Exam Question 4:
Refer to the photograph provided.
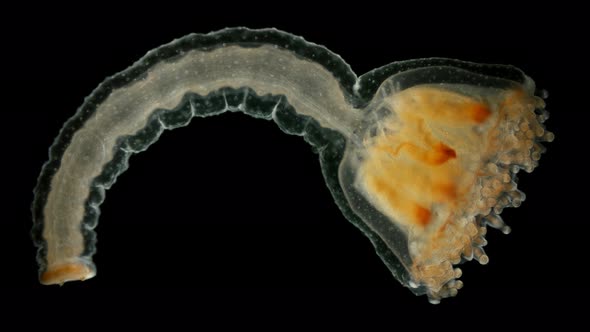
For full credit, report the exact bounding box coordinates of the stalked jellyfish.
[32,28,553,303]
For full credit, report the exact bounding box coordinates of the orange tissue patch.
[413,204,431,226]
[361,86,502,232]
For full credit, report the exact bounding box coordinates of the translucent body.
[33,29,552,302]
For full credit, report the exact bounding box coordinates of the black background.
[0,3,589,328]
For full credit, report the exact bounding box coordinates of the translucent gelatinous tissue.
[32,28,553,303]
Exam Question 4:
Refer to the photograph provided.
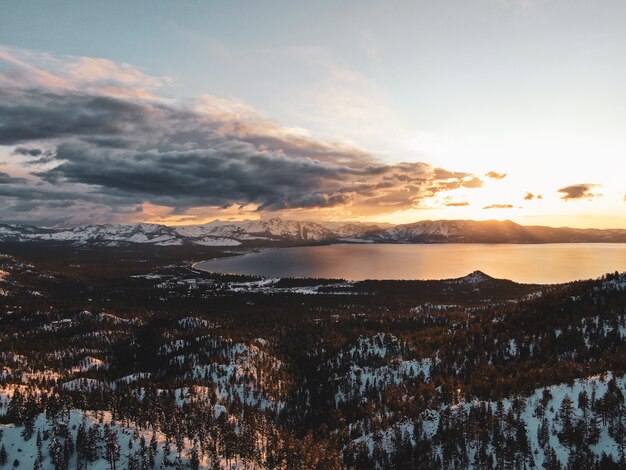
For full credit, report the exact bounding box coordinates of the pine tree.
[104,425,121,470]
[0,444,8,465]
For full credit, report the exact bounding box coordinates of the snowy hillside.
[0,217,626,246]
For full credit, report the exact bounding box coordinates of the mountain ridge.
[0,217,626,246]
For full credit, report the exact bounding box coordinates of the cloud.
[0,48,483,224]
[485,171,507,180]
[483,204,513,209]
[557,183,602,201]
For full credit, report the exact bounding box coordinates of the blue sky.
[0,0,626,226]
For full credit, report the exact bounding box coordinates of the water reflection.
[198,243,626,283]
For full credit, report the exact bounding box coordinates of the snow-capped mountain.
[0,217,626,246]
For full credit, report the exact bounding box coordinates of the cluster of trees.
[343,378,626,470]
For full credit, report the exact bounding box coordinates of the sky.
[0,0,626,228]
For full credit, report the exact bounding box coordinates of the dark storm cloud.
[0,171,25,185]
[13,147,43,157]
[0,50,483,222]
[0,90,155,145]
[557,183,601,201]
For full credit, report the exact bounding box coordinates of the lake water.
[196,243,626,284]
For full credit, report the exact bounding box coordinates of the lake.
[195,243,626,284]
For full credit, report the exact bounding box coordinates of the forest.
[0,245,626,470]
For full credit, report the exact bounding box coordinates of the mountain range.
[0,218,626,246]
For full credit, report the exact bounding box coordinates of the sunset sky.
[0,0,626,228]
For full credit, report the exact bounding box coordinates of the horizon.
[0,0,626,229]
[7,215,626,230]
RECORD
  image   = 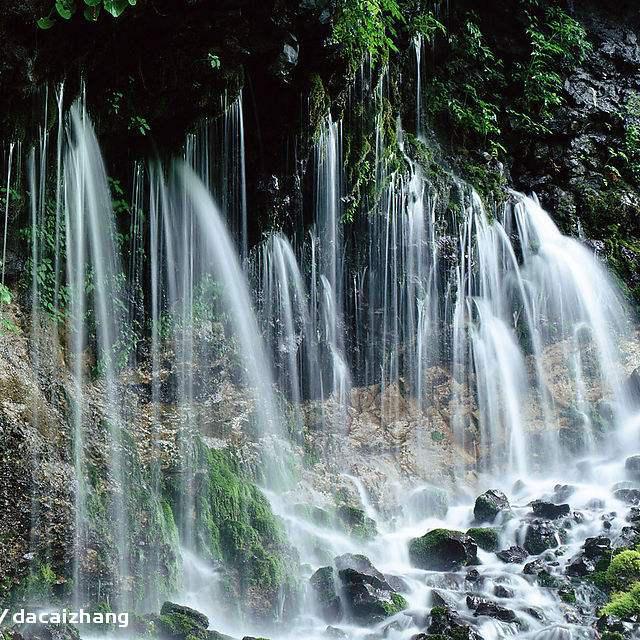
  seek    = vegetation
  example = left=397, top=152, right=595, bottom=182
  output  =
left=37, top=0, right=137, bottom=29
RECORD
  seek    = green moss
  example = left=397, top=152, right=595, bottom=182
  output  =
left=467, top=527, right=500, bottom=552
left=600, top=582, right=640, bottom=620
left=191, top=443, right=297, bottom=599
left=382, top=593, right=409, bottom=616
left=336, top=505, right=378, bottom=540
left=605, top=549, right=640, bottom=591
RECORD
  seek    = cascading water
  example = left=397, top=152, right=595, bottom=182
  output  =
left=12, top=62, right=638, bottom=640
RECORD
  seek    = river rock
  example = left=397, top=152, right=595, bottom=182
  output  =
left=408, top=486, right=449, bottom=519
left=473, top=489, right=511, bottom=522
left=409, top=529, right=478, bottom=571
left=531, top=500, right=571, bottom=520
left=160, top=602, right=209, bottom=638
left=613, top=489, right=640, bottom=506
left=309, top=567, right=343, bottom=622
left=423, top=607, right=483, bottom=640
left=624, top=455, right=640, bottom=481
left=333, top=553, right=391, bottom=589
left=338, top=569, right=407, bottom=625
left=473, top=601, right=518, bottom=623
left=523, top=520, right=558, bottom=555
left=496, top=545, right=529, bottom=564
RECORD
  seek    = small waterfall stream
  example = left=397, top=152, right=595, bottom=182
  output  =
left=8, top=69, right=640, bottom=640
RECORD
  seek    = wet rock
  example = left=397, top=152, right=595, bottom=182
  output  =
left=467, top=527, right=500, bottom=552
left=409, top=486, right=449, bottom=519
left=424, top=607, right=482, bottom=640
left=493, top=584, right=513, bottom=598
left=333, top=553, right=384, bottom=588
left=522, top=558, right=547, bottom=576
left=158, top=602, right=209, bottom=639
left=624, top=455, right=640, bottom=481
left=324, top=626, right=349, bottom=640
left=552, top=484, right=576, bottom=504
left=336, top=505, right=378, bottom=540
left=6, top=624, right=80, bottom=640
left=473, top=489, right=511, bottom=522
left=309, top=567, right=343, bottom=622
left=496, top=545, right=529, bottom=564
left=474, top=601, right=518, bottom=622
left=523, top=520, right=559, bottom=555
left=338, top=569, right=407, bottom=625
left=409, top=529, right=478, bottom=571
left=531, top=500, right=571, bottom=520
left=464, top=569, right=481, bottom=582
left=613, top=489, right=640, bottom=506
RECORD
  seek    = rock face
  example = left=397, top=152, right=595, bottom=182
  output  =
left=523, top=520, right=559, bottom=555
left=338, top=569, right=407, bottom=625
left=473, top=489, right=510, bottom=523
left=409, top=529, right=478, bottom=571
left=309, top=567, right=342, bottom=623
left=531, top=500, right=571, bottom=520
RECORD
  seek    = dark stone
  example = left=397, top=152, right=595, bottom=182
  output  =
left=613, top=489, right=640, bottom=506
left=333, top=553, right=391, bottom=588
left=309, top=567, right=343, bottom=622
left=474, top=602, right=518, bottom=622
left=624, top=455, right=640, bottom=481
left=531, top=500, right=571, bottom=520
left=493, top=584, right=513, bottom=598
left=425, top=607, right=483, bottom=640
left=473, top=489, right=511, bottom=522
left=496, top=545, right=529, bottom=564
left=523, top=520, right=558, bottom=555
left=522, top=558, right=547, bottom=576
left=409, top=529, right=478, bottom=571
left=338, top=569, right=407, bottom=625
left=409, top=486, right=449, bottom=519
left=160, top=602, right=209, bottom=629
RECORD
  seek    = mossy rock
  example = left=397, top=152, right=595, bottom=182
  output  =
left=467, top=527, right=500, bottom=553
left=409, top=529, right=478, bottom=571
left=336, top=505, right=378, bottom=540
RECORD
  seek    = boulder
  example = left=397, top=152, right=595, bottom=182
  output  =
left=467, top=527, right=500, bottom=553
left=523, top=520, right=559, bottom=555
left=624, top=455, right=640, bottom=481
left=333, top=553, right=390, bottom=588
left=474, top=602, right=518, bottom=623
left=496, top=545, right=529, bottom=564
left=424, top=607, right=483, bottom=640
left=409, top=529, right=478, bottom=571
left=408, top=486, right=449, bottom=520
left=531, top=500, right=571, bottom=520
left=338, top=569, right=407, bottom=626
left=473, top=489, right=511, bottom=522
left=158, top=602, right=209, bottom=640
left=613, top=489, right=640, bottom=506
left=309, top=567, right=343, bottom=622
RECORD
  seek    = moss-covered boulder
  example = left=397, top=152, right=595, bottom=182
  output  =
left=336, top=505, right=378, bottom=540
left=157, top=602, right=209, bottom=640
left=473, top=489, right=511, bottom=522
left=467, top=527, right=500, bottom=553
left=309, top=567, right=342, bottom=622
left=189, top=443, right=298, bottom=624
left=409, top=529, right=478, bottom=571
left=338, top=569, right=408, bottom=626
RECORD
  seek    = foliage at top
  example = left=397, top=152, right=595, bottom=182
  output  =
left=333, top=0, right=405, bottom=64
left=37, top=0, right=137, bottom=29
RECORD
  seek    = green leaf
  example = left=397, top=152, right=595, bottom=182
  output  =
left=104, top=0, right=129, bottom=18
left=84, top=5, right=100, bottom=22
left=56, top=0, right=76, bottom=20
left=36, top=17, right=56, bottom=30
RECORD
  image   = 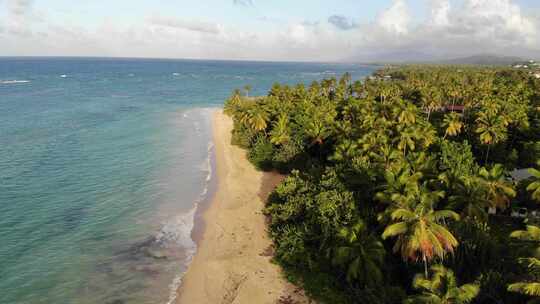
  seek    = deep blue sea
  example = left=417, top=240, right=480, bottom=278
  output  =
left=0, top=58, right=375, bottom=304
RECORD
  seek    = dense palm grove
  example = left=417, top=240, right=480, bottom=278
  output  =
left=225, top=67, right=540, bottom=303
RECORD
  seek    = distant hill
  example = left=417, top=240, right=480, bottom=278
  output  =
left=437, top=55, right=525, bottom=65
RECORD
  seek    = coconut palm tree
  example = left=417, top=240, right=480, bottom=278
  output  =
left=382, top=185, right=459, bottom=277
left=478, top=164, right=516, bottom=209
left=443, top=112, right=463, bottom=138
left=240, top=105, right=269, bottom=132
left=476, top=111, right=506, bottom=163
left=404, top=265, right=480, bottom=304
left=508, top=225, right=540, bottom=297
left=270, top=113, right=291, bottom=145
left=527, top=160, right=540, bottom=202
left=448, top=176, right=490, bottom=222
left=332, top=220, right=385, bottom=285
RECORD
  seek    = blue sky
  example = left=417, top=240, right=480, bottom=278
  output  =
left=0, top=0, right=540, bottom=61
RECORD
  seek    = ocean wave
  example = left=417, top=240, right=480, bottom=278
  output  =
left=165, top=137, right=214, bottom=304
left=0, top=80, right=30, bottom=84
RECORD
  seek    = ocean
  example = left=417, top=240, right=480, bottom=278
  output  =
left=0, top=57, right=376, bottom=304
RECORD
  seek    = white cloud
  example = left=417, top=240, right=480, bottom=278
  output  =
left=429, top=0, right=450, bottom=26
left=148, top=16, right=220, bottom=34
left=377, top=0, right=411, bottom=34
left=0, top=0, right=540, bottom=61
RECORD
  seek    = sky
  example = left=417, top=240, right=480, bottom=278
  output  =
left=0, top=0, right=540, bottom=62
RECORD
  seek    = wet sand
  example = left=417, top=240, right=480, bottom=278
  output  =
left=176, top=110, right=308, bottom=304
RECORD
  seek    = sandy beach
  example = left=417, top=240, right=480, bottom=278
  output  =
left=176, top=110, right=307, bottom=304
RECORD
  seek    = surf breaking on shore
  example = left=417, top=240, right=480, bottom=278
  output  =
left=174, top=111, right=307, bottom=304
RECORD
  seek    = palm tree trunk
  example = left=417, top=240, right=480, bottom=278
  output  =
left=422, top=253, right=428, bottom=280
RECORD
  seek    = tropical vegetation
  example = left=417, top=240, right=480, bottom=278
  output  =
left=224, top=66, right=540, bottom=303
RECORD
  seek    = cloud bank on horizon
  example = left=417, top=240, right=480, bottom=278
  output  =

- [Your instructions]:
Pull out each line of the data above that contains the string "palm", matching case exactly.

- [The result]:
  seek    = dense palm grove
  seek    = coconut palm tree
  seek    = palm tree trunk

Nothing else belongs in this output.